Prompt A:
In the passage on the pause in Christianity's decline below, translate this sentence into Spanish: "The first RLS, fielded in 2007, found that 78% of U.S. adults identified as Christians of one sort or another."
Prompt B:
Retype the part of the passage on the pause in Christianity's decline that opens with the words containing "This introductory essay" and closes with "of key findings.".

Pause in the Decline of Christianity

Many posts have discussed the role of religion in American life.

Gregory A. Smith et al. at Pew:

After many years of steady decline, the share of Americans who identify as Christians shows signs of leveling off – at least temporarily – at slightly above six-in-ten, according to a massive new Pew Research Center survey of 36,908 U.S. adults.

The Religious Landscape Study (RLS) is the largest single survey the Center conducts, aiming to provide authoritative figures on the size of U.S. religious groups because the U.S. census does not collect that information.

We have conducted three of these landscape surveys over the past 17 years, with more than 35,000 randomly sampled respondents each time. That’s enough to paint a statistical portrait of religion not only nationally, but also in all 50 states and the District of Columbia, as well as in 34 large metro areas.

This introductory essay walks through the big-picture trends: evidence both of a long-term decline in American religion and of relative stability in the last few years, since 2020 or so.

Jump to an executive summary of key findings.

Search for data on religious groups.

The first RLS, fielded in 2007, found that 78% of U.S. adults identified as Christians of one sort or another. That number ticked steadily downward in our smaller surveys each year and was pegged at 71% in the second RLS, conducted in 2014.

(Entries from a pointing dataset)

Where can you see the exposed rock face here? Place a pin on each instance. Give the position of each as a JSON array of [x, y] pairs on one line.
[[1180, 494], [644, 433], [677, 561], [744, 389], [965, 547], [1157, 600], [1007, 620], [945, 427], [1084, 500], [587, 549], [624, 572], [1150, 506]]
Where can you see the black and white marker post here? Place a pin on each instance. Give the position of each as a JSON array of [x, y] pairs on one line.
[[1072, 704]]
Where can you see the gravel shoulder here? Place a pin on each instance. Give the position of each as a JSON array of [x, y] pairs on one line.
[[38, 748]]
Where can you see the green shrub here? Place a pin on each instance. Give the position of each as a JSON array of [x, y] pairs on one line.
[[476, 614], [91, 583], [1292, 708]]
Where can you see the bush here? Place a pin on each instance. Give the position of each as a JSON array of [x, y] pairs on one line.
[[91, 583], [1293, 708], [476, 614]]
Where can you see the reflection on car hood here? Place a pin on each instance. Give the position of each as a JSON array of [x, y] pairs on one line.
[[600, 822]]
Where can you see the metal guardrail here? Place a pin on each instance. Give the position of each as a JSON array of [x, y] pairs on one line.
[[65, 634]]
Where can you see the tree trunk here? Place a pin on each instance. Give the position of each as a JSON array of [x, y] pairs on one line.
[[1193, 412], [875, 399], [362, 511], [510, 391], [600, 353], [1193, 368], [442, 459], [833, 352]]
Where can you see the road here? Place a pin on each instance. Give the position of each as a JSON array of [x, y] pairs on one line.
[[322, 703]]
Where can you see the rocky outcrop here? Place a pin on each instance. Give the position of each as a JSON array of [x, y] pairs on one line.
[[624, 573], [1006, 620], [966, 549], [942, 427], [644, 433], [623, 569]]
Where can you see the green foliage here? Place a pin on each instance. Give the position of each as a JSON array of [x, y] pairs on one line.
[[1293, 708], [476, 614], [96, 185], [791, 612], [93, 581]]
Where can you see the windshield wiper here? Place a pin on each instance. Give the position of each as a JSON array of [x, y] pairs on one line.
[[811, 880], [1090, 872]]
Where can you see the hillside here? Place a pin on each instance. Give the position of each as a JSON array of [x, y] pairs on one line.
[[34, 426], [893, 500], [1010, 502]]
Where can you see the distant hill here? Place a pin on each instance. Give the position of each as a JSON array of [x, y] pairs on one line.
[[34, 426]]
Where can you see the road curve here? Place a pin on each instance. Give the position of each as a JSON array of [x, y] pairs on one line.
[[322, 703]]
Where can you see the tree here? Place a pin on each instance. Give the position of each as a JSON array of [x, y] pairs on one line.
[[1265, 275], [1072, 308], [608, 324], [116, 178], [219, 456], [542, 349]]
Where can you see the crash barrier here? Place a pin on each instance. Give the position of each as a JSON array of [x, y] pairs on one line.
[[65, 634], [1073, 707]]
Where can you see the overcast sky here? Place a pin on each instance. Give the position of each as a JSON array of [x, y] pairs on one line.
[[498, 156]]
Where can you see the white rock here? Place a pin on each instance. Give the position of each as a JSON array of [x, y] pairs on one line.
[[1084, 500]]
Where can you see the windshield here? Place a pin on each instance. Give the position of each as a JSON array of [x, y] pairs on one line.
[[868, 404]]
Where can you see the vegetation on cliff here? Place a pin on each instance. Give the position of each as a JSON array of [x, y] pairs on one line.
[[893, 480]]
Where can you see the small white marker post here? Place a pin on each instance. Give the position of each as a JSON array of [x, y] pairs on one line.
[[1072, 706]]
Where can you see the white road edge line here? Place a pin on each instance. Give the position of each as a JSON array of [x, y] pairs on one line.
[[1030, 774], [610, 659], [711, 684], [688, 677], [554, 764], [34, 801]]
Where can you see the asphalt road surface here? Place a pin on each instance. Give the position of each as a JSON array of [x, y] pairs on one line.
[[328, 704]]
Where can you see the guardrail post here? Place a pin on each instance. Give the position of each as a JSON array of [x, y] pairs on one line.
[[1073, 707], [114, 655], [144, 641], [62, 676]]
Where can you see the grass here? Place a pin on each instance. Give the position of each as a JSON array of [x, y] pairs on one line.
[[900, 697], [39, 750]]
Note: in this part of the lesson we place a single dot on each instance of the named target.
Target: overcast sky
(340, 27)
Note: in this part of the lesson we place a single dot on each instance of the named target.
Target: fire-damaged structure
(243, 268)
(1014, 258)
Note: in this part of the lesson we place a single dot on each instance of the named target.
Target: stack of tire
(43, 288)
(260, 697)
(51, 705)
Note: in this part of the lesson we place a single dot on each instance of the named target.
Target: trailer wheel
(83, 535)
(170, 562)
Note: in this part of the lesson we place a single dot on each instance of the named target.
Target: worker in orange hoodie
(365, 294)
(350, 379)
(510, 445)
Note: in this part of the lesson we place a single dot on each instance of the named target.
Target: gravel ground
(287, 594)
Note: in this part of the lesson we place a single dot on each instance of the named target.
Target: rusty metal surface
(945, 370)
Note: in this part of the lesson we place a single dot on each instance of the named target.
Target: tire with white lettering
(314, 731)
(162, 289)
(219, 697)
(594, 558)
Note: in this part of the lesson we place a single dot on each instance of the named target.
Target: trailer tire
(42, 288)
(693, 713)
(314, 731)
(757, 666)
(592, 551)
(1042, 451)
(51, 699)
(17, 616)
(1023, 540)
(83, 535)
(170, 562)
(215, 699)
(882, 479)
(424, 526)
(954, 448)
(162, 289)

Full solution A:
El primer RLS, realizado en 2007, encontró que el 78% de los adultos estadounidenses se identificaban como cristianos de una u otra clase.

Full solution B:
This introductory essay walks through the big-picture trends: evidence both of a long-term decline in American religion and of relative stability in the last few years, since 2020 or so.

Jump to an executive summary of key findings.